- **Exercise instructions**:
Can you transcribe the data below word for word, starting at the line with "[ ] locate the cabinet door" and continuing through its final line, with both ends included?

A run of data
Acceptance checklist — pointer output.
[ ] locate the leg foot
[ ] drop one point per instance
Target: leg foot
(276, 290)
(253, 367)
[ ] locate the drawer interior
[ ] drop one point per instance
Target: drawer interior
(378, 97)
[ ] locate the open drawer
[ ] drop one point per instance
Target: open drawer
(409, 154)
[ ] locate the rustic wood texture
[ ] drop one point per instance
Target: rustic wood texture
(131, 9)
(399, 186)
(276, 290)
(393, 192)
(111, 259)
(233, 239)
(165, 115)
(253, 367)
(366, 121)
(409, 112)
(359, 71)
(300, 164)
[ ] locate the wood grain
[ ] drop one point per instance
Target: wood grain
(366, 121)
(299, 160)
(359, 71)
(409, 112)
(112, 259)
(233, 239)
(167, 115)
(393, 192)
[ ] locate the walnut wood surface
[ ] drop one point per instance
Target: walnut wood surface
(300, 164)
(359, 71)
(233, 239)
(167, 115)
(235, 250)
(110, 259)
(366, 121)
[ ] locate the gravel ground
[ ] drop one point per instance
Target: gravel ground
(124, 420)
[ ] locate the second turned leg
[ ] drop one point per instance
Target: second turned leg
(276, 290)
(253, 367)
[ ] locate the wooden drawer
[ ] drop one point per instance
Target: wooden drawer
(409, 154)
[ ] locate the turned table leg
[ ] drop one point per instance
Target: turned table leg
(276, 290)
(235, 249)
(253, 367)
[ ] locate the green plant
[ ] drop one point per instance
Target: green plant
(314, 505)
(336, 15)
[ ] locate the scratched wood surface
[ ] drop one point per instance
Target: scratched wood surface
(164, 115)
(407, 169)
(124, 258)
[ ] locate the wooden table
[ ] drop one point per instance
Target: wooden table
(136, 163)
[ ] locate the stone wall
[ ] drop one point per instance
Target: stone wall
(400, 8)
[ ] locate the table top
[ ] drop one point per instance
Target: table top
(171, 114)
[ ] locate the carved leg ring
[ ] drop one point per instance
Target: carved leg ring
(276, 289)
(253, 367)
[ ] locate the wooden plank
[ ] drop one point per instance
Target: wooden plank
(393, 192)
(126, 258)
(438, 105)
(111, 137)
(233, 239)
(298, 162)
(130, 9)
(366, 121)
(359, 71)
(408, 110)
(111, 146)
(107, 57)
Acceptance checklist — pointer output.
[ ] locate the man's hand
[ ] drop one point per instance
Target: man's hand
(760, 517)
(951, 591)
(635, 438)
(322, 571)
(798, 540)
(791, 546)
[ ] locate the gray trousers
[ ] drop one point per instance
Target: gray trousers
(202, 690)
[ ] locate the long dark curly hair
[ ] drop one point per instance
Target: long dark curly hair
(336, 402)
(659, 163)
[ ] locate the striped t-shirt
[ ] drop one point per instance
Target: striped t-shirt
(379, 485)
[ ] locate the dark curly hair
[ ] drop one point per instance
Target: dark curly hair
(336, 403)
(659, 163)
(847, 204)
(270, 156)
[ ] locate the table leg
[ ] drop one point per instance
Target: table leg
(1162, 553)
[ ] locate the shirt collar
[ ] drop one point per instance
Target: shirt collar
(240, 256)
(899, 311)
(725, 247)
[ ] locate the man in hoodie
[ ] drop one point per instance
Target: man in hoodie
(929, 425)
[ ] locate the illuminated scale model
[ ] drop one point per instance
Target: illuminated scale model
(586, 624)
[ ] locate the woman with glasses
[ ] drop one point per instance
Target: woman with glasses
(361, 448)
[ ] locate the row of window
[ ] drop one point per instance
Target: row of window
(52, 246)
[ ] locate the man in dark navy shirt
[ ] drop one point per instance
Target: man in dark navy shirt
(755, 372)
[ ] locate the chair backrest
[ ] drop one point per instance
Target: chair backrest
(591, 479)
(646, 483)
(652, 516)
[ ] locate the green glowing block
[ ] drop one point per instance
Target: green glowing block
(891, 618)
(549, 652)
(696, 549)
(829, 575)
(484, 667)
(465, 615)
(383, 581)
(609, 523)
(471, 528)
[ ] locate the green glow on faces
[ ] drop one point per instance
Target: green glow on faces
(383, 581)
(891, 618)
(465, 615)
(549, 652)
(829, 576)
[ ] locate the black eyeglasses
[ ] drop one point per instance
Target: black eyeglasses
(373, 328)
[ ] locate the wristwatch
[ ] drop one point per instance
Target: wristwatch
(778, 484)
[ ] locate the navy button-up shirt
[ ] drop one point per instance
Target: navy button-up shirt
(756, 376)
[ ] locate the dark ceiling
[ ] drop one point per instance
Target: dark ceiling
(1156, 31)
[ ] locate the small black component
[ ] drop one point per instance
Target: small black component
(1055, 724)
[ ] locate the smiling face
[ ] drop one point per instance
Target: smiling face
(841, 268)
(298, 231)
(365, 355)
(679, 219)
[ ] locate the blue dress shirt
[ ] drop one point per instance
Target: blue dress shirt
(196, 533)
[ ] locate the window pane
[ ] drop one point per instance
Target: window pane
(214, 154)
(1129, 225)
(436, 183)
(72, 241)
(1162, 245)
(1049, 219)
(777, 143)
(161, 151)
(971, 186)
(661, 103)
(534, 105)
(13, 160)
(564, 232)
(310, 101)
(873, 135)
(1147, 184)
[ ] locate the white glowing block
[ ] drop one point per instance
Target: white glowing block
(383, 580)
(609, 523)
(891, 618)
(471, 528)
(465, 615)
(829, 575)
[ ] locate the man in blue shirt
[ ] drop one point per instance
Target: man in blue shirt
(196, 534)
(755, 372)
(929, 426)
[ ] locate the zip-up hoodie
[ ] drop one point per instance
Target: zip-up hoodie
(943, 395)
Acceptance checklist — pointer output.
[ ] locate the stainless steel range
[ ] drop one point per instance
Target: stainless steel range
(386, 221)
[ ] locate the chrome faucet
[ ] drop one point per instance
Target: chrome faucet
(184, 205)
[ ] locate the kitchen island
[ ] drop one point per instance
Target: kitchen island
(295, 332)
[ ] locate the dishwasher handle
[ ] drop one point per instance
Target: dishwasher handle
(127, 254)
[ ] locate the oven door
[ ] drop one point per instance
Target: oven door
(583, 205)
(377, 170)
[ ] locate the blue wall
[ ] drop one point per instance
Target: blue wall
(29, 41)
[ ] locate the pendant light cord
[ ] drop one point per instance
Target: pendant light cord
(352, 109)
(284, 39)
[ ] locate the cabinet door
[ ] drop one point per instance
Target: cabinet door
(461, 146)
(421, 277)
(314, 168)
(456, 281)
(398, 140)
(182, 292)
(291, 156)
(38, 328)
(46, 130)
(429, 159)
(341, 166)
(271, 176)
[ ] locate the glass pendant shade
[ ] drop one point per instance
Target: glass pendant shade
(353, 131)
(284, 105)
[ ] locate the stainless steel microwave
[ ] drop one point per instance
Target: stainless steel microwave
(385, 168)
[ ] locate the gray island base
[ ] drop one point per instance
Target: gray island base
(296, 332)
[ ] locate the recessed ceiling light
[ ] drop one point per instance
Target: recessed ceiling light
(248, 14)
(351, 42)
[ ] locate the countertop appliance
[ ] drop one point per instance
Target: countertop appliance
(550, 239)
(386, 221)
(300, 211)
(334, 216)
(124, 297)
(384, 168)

- **Answer**:
[ ] locate the cabinet door
[ ] drop one point per instance
Target: cabinet door
(461, 146)
(421, 277)
(314, 168)
(456, 281)
(398, 140)
(182, 292)
(291, 156)
(38, 328)
(46, 130)
(429, 159)
(341, 166)
(271, 176)
[ ] locate the glass pendant shade
[ ] drop one point per instance
Target: glass pendant shade
(353, 131)
(284, 105)
[ ] locate the stainless steel microwave
[ ] drop one point per instance
Target: stainless steel microwave
(385, 168)
[ ] locate the gray island base
[ ] drop one point per instance
Target: gray island base
(296, 332)
[ ] locate the recessed ceiling light
[ ] drop one point per instance
Target: recessed ceiling light
(248, 14)
(351, 42)
[ ] locate the countertop appliance
[ ] drop one point per instance
Target: countertop appliance
(550, 239)
(386, 221)
(300, 211)
(334, 216)
(124, 297)
(384, 168)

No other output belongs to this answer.